Items from a dataset:

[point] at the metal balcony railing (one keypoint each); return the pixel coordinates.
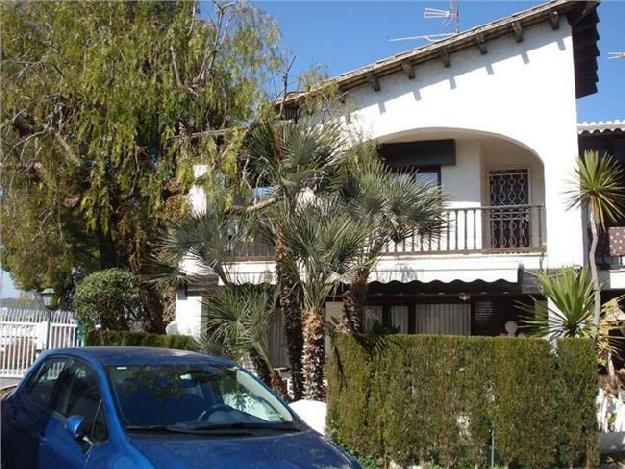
(492, 229)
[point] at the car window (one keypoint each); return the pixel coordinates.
(42, 385)
(183, 394)
(79, 394)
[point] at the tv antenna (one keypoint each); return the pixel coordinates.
(450, 17)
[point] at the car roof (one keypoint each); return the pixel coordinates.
(126, 355)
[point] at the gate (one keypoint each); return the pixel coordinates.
(25, 333)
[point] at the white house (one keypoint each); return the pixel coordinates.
(490, 114)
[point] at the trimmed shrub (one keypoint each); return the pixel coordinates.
(439, 399)
(108, 297)
(576, 390)
(182, 342)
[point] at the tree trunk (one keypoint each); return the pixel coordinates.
(595, 275)
(313, 356)
(278, 385)
(289, 304)
(106, 250)
(261, 368)
(354, 303)
(152, 309)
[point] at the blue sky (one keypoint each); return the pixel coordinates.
(344, 35)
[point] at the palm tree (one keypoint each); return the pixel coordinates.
(572, 295)
(599, 190)
(291, 159)
(394, 207)
(238, 319)
(326, 245)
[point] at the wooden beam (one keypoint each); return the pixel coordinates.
(554, 19)
(588, 8)
(408, 68)
(518, 31)
(373, 81)
(445, 57)
(481, 43)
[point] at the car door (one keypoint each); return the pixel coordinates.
(79, 395)
(29, 413)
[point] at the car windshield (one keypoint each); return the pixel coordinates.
(194, 396)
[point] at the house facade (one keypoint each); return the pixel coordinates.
(490, 115)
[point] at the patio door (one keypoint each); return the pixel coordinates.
(443, 318)
(509, 225)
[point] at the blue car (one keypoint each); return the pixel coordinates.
(141, 407)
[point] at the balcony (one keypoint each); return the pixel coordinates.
(491, 229)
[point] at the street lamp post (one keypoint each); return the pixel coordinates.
(47, 296)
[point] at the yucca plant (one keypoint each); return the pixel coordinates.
(393, 206)
(326, 243)
(238, 320)
(291, 159)
(599, 190)
(571, 293)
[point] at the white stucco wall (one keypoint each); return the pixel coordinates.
(188, 314)
(512, 107)
(523, 92)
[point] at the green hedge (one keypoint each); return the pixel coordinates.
(436, 399)
(182, 342)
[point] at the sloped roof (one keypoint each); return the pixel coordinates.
(582, 15)
(599, 127)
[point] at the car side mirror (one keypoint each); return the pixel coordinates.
(77, 426)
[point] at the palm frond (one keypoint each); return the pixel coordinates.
(238, 320)
(571, 293)
(327, 245)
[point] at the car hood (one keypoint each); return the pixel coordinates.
(300, 450)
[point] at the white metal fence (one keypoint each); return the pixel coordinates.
(25, 333)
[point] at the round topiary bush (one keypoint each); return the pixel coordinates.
(108, 298)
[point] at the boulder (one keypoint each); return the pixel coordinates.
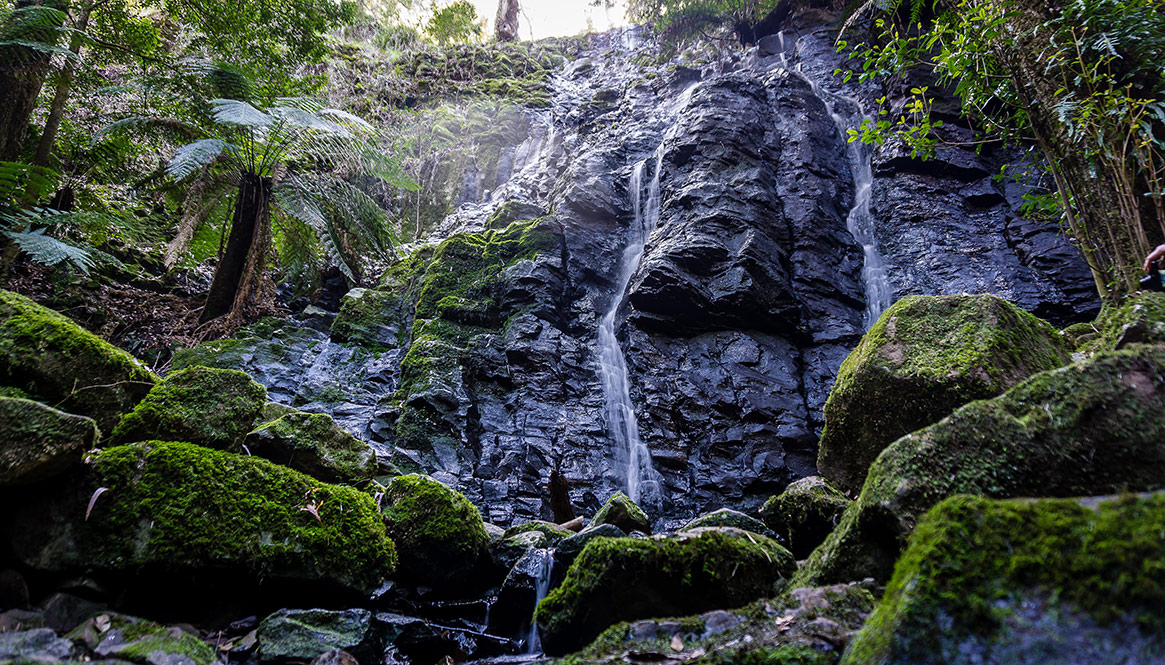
(184, 509)
(805, 513)
(306, 634)
(623, 579)
(1024, 581)
(621, 511)
(924, 358)
(1088, 429)
(728, 517)
(110, 635)
(806, 627)
(313, 444)
(37, 441)
(438, 532)
(212, 408)
(56, 361)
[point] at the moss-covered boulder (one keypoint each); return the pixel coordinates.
(438, 532)
(806, 627)
(1025, 581)
(621, 511)
(56, 361)
(313, 444)
(728, 517)
(371, 318)
(1138, 319)
(552, 531)
(212, 408)
(1089, 429)
(37, 441)
(623, 579)
(110, 635)
(305, 634)
(183, 509)
(924, 358)
(805, 513)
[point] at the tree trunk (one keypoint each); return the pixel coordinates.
(506, 23)
(64, 84)
(251, 211)
(22, 71)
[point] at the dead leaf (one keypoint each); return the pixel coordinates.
(92, 500)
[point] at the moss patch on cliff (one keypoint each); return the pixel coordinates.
(438, 532)
(54, 360)
(622, 579)
(1088, 429)
(925, 356)
(973, 560)
(178, 507)
(212, 408)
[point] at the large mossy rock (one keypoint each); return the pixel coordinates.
(181, 509)
(110, 635)
(305, 634)
(1025, 581)
(806, 627)
(805, 513)
(438, 532)
(1089, 429)
(316, 445)
(621, 511)
(56, 361)
(625, 579)
(924, 358)
(212, 408)
(37, 441)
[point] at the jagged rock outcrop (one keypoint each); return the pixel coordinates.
(474, 360)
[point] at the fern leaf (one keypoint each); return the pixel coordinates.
(195, 156)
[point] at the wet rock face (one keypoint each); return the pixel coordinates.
(748, 297)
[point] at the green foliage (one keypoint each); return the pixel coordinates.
(1084, 83)
(454, 25)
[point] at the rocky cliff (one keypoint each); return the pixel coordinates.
(704, 209)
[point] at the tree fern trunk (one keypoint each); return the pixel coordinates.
(251, 209)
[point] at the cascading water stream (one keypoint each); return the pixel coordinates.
(625, 429)
(860, 221)
(541, 573)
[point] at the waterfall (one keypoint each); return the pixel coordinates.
(625, 430)
(541, 574)
(860, 221)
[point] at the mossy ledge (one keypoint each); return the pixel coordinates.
(623, 579)
(54, 360)
(178, 507)
(1089, 429)
(924, 358)
(973, 561)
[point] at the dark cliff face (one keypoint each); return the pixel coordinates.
(748, 296)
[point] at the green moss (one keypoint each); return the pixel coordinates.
(622, 579)
(1138, 319)
(56, 361)
(925, 356)
(972, 560)
(438, 532)
(213, 408)
(184, 507)
(805, 514)
(37, 441)
(369, 318)
(1088, 429)
(316, 445)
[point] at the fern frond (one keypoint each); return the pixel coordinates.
(195, 156)
(50, 250)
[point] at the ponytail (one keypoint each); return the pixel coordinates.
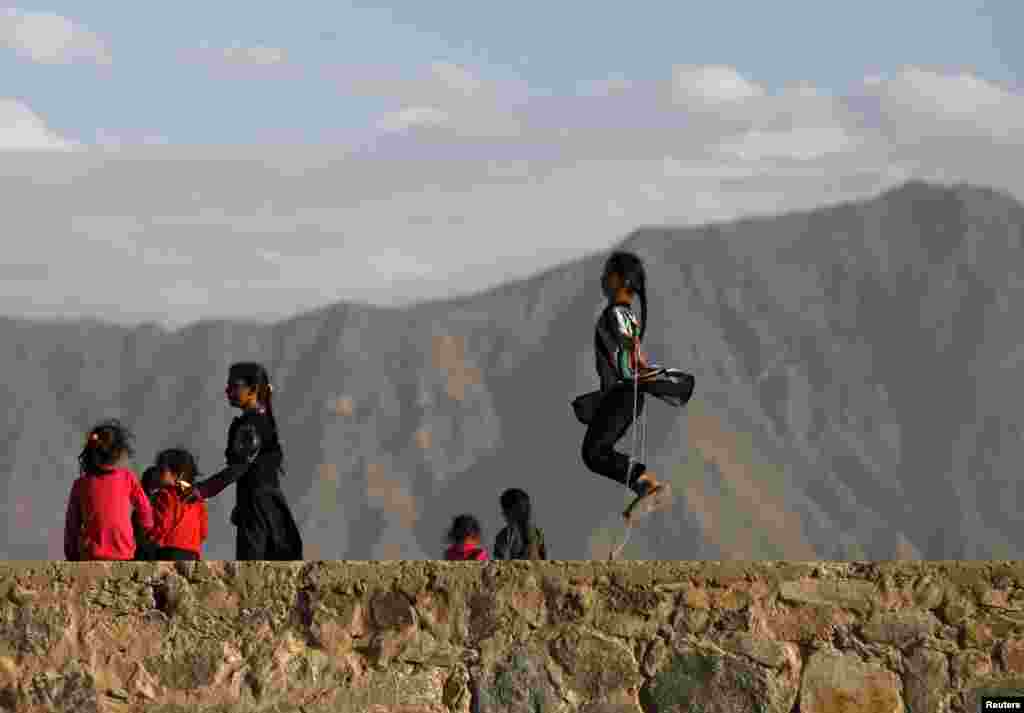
(107, 444)
(516, 506)
(631, 268)
(265, 395)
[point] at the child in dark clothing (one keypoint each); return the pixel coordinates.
(465, 540)
(181, 522)
(98, 520)
(265, 527)
(520, 540)
(626, 376)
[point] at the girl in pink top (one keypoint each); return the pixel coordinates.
(465, 540)
(98, 522)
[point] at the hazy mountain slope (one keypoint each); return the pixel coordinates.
(855, 396)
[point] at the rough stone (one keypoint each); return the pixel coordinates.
(855, 595)
(1012, 656)
(842, 683)
(702, 679)
(598, 668)
(927, 680)
(316, 637)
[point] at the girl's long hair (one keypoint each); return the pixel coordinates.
(255, 376)
(631, 268)
(463, 527)
(107, 444)
(515, 505)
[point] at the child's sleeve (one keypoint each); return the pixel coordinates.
(204, 521)
(163, 514)
(622, 328)
(73, 522)
(141, 505)
(500, 544)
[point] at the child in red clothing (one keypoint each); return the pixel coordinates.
(98, 521)
(465, 540)
(181, 523)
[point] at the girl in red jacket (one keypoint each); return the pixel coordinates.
(98, 521)
(465, 540)
(181, 522)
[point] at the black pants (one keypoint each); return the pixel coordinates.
(266, 529)
(174, 554)
(608, 425)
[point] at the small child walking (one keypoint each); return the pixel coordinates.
(520, 539)
(181, 522)
(464, 539)
(98, 520)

#### [Task details]
Repeat the material above word for word and skip every image in it.

#### [Response below]
[point] at the metal balcony railing (one keypoint each); return the pixel coordinates.
(492, 229)
[point] at the car window (one keypoint each); return the pixel coordinates.
(42, 385)
(183, 394)
(79, 394)
[point] at the tv antenna (one keypoint each); return the pixel coordinates.
(450, 17)
[point] at the car roof (one keypoint each); return the pixel coordinates.
(126, 355)
[point] at the gate (one keypoint each); return the pixel coordinates.
(25, 333)
[point] at the white house (one keypoint each); return the pixel coordinates.
(490, 114)
[point] at the trimmed shrub (one keypoint each); return the pixel coordinates.
(439, 399)
(108, 297)
(576, 390)
(182, 342)
[point] at the tree trunk (one keypoint each); return the pixel coordinates.
(595, 275)
(313, 356)
(278, 385)
(289, 304)
(106, 250)
(261, 368)
(354, 303)
(152, 309)
[point] at the blue sky (one keypoint each); return the pixel coordinates.
(344, 35)
[point] at the palm tree (one keypoint each); return the pixel coordinates.
(572, 295)
(599, 190)
(291, 159)
(394, 207)
(238, 319)
(326, 245)
[point] at the wooden beam (one keypoint each); return the pixel coordinates.
(554, 19)
(588, 8)
(408, 68)
(518, 31)
(373, 81)
(445, 57)
(481, 43)
[point] at the car door (one keypoint each); return the pixel coordinates.
(79, 395)
(29, 413)
[point] at the car windshield (one keypoint each); return the pixel coordinates.
(194, 396)
[point] at the house facade (one keypoint each); return the pixel coordinates.
(490, 115)
[point] at the patio door (one keypoint each); return the pixel coordinates.
(443, 318)
(509, 225)
[point] at the blue car (one keypoint each); return the pixel coordinates.
(141, 407)
[point] at the balcony (one keypoint each); return the pixel coordinates.
(491, 229)
[point] at the street lamp post (one keypoint each); return the pixel coordinates.
(47, 296)
[point] at the yucca plant (one keypoint each); return the pixel coordinates.
(393, 206)
(326, 243)
(238, 320)
(291, 159)
(599, 190)
(571, 293)
[point] at the white stucco wall (one keypoint each); return the pixel coordinates.
(188, 314)
(512, 107)
(523, 92)
[point] at the green hedge (one keypoint each); return the pixel coordinates.
(436, 399)
(182, 342)
[point] at the sloped roof (one keypoint each); return the pixel coordinates.
(582, 15)
(599, 127)
[point] at the car side mirror (one keypoint each); return the pixel coordinates.
(77, 426)
[point] at the palm frond (one keypoint each); return the pixel coordinates.
(238, 320)
(571, 293)
(327, 245)
[point] at the car hood (one keypoint each); return the pixel coordinates.
(300, 450)
[point] at the white metal fence (one keypoint each); return the pixel coordinates.
(25, 333)
[point] at the round topiary bush (one keypoint each); return the pixel coordinates.
(108, 298)
[point] at the boulder (one keypoint each); return the pixel coordinates.
(184, 509)
(805, 513)
(306, 634)
(623, 579)
(1024, 581)
(621, 511)
(924, 358)
(1088, 429)
(728, 517)
(110, 635)
(806, 627)
(313, 444)
(37, 441)
(438, 532)
(212, 408)
(56, 361)
[point] at the moss-covered boulder (one keypoint each); return the pixel coordinates.
(438, 532)
(806, 627)
(1025, 581)
(621, 511)
(56, 361)
(313, 444)
(728, 517)
(371, 318)
(1138, 319)
(552, 531)
(212, 408)
(1089, 429)
(37, 441)
(623, 579)
(110, 635)
(305, 634)
(183, 509)
(924, 358)
(805, 513)
[point] at the tree trunk (one keypoint each); return the pixel coordinates.
(506, 23)
(64, 84)
(251, 211)
(22, 71)
[point] at the dead leaf (one keypoint each); return the pixel coordinates.
(92, 500)
[point] at the moss patch on cliff (one keypoint each); return the pixel coordinates.
(438, 532)
(54, 360)
(622, 579)
(1088, 429)
(925, 356)
(973, 560)
(178, 507)
(212, 408)
[point] at the large mossy rock (one keypoint each); return the pixel coordinates.
(181, 509)
(110, 635)
(305, 634)
(1025, 581)
(806, 627)
(805, 513)
(438, 532)
(1089, 429)
(316, 445)
(621, 511)
(56, 361)
(625, 579)
(924, 358)
(212, 408)
(37, 441)
[point] at the jagged rock outcrop (one keypoint each); return the pixel coordinates.
(474, 360)
[point] at the fern leaf (one keypoint each); return the pixel coordinates.
(195, 156)
[point] at the wet rock face (one keypoint each); return the pixel coordinates.
(748, 297)
[point] at the green foliage (one keypoint each); return the pixel coordinates.
(1084, 83)
(454, 25)
[point] at the rocky cliff (one keypoint each); return the pixel coordinates.
(704, 209)
[point] at the tree fern trunk (one keypoint each); return the pixel coordinates.
(251, 209)
[point] at the cascading water stream (one keypoint each); return the pixel coordinates.
(625, 429)
(860, 221)
(541, 573)
[point] at the waterfall (one keypoint each); return the pixel coordinates.
(625, 430)
(541, 574)
(860, 221)
[point] at the mossy ledge (one keypoint each); return the pixel coordinates.
(623, 579)
(54, 360)
(178, 507)
(1089, 429)
(924, 358)
(973, 561)
[point] at the dark cliff face (one keypoint each); return the pixel coordinates.
(748, 296)
[point] at the green moss (one keypoint each); return the pixel coordinates.
(622, 579)
(1138, 319)
(56, 361)
(925, 356)
(972, 560)
(438, 532)
(213, 408)
(184, 507)
(805, 514)
(37, 441)
(369, 318)
(1088, 429)
(316, 445)
[point] at the fern frond (one keypoint each); return the pixel coordinates.
(195, 156)
(50, 250)
[point] at the ponytail (one keypoint each); return the pixel coordinates.
(107, 444)
(516, 506)
(631, 268)
(265, 395)
[point] at the child in dark clothing (one keypoint each); return the pixel coordinates.
(465, 540)
(181, 522)
(98, 520)
(265, 527)
(520, 540)
(626, 376)
[point] at the girl in pink top (one keypoint each); return the pixel coordinates.
(465, 540)
(98, 522)
[point] at the hazy mountain slope (one keypoint each); return the pixel coordinates.
(855, 396)
[point] at the rough stone (one keypoint each); return the pixel coordinates.
(855, 595)
(1012, 656)
(842, 683)
(702, 679)
(598, 668)
(927, 680)
(316, 637)
[point] at the girl's long hair (one keypoint each); return the pixel coordinates.
(255, 376)
(631, 268)
(463, 527)
(107, 444)
(515, 505)
[point] at the child's sleeve (one keypoint each); return the pixel coordinates.
(204, 521)
(163, 514)
(622, 328)
(73, 522)
(141, 505)
(500, 544)
[point] at the child in red clothing (one keypoint each); return the pixel coordinates.
(98, 521)
(465, 540)
(181, 523)
[point] at the girl in red jacket (one keypoint each); return the pixel coordinates.
(98, 521)
(465, 540)
(181, 522)
[point] at the black pants (one keypoint each); return the pixel coordinates.
(266, 529)
(174, 554)
(608, 425)
[point] at the small child walking (one keypoint each); return the pixel coordinates.
(520, 539)
(181, 522)
(464, 539)
(98, 520)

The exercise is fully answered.